*Exercise brief*
The word "below" marks the lines to keep; find each one in the data and copy it.

*Provided information*
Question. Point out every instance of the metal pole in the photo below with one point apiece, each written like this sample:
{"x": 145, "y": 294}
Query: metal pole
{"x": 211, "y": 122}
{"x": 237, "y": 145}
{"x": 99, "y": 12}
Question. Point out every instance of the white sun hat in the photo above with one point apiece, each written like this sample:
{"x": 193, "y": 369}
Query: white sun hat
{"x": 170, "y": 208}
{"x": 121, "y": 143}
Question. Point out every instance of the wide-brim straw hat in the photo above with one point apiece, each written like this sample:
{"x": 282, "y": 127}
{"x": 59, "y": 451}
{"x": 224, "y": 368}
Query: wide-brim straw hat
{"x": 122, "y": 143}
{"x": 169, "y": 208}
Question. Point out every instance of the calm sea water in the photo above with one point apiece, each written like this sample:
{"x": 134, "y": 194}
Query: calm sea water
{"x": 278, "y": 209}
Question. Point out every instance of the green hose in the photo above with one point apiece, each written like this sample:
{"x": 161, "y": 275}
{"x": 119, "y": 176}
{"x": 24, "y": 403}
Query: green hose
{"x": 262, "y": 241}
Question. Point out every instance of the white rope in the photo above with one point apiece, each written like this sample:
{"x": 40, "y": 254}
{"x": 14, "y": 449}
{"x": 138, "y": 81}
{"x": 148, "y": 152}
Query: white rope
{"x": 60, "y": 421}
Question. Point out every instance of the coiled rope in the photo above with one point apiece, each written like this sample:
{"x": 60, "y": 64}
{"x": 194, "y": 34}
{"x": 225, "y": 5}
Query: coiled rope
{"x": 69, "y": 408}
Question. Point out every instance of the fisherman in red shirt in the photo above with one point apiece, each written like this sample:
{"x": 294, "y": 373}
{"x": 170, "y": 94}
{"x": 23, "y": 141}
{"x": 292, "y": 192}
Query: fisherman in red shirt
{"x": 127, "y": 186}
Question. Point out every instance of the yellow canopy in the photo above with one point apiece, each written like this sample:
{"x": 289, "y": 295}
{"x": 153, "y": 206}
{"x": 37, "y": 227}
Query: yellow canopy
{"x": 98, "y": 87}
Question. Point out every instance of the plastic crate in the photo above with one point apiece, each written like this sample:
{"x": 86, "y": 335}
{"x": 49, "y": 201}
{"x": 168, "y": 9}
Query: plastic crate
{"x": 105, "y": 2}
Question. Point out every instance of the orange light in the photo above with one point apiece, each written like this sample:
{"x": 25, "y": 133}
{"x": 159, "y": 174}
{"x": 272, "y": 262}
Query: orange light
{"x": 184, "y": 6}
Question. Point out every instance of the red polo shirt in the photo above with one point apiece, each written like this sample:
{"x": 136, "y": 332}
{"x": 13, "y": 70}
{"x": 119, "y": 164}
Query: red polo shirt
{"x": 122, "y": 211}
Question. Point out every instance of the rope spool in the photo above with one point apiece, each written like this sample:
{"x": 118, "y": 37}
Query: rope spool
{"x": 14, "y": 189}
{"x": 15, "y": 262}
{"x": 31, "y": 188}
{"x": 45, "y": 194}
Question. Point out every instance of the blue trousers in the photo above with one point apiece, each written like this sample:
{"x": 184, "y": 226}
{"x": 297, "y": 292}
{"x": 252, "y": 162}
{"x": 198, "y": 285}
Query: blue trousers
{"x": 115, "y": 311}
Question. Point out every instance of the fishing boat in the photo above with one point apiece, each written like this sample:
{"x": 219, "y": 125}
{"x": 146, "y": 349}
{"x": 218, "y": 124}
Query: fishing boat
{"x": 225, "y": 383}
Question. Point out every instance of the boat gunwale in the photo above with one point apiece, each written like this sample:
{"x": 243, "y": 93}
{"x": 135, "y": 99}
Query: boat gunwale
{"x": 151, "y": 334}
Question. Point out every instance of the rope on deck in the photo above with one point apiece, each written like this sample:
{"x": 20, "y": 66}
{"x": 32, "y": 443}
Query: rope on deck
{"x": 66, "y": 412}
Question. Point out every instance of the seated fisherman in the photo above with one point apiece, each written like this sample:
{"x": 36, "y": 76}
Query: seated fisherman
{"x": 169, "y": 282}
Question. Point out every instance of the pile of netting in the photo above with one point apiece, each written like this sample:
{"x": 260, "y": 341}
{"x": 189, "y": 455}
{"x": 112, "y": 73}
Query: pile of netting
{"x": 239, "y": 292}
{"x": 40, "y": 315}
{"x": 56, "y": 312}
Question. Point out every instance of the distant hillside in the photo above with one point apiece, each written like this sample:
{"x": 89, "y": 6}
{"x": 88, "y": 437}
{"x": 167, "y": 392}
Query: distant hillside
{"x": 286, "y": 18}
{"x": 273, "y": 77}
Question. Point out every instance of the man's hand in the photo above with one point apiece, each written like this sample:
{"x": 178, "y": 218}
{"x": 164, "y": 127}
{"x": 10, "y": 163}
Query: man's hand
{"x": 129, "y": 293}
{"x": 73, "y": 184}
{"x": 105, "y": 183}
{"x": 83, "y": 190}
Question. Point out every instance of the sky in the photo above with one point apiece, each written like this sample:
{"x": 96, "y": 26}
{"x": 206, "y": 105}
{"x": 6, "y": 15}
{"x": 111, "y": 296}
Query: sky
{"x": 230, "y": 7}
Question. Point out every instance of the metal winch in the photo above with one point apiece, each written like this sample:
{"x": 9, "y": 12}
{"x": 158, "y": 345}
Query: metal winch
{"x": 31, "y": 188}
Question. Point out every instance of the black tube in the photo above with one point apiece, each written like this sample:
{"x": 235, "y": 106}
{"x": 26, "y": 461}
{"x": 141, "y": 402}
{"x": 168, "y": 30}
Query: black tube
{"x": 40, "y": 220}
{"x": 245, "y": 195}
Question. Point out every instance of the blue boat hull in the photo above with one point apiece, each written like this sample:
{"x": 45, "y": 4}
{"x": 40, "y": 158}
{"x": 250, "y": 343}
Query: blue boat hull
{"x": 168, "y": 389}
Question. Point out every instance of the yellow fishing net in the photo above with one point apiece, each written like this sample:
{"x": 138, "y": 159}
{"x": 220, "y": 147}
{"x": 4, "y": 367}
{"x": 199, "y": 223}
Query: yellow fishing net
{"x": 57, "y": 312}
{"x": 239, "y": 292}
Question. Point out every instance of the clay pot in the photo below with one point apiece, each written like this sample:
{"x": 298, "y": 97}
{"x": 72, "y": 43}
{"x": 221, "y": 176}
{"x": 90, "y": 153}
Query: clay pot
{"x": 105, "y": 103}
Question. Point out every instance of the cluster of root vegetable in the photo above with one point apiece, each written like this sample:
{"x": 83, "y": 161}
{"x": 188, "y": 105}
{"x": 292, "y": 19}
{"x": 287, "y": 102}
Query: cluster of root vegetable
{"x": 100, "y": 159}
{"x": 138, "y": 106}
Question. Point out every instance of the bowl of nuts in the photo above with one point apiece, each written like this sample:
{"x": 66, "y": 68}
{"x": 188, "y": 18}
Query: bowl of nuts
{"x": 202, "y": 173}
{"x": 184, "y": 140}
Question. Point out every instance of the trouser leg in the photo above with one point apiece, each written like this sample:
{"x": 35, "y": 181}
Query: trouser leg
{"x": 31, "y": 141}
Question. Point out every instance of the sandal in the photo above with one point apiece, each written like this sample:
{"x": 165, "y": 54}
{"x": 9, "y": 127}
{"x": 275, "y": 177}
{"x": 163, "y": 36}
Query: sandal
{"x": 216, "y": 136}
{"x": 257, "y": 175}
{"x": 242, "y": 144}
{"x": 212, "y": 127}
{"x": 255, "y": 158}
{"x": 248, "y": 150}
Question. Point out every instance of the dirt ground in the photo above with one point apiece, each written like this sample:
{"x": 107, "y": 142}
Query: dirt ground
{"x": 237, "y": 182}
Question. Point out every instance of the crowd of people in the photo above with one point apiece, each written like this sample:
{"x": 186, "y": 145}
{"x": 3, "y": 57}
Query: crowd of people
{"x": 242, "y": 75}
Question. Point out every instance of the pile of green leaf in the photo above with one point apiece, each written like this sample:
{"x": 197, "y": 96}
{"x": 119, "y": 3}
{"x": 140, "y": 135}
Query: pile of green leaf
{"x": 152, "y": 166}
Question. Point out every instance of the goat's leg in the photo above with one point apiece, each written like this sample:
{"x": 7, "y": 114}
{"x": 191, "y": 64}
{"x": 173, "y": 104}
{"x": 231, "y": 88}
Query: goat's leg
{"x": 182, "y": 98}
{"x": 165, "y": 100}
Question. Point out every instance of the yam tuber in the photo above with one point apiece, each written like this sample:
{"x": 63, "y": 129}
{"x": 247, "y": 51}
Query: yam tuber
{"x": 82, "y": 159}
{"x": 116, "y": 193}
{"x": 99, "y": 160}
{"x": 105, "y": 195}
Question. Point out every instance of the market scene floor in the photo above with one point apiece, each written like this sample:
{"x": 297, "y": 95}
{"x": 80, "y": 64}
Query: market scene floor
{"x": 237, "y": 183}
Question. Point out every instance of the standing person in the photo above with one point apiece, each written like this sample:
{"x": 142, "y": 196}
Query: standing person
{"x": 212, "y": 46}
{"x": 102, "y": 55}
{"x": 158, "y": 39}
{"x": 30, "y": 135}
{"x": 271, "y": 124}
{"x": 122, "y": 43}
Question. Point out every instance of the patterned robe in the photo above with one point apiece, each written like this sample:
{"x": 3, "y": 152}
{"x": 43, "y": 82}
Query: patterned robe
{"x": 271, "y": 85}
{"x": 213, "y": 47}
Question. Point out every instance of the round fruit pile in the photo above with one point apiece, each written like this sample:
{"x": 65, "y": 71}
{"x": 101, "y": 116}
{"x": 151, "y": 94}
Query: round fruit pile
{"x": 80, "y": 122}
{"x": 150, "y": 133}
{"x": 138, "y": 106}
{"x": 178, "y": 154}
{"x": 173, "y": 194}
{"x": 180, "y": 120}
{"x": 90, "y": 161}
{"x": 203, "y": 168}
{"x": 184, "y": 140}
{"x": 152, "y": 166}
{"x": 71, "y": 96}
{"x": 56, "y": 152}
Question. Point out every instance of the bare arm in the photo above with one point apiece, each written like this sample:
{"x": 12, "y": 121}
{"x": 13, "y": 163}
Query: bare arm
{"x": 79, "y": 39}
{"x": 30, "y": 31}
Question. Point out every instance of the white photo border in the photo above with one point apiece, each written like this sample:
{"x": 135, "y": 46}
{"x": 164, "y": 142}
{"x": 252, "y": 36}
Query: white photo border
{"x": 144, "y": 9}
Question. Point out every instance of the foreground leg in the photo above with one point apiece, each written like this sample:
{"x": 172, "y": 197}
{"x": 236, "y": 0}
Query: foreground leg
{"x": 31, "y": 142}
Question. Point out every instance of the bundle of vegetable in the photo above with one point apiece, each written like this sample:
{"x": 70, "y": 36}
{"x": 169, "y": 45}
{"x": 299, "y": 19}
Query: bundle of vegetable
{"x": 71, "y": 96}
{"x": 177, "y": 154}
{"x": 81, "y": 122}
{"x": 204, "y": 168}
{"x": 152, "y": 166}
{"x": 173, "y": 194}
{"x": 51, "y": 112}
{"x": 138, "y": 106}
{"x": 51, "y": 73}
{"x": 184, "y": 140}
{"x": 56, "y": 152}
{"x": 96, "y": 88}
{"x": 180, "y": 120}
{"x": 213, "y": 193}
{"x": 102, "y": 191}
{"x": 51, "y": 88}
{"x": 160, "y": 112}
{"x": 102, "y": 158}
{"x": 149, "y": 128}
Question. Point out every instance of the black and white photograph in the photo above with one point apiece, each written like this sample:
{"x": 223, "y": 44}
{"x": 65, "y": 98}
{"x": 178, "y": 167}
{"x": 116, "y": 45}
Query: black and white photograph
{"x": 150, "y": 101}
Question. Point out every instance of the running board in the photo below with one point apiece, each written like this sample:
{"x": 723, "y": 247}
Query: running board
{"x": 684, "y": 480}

*Task solution*
Question. Point out every instance of the metal pole in the photo below with one point apiece, each written like this sample:
Question. Point out every instance of the clay pot in the photo below with one point apiece, each written like this sample:
Question. Point out every instance of the running board in the photo below with one point apiece, each written like this sample:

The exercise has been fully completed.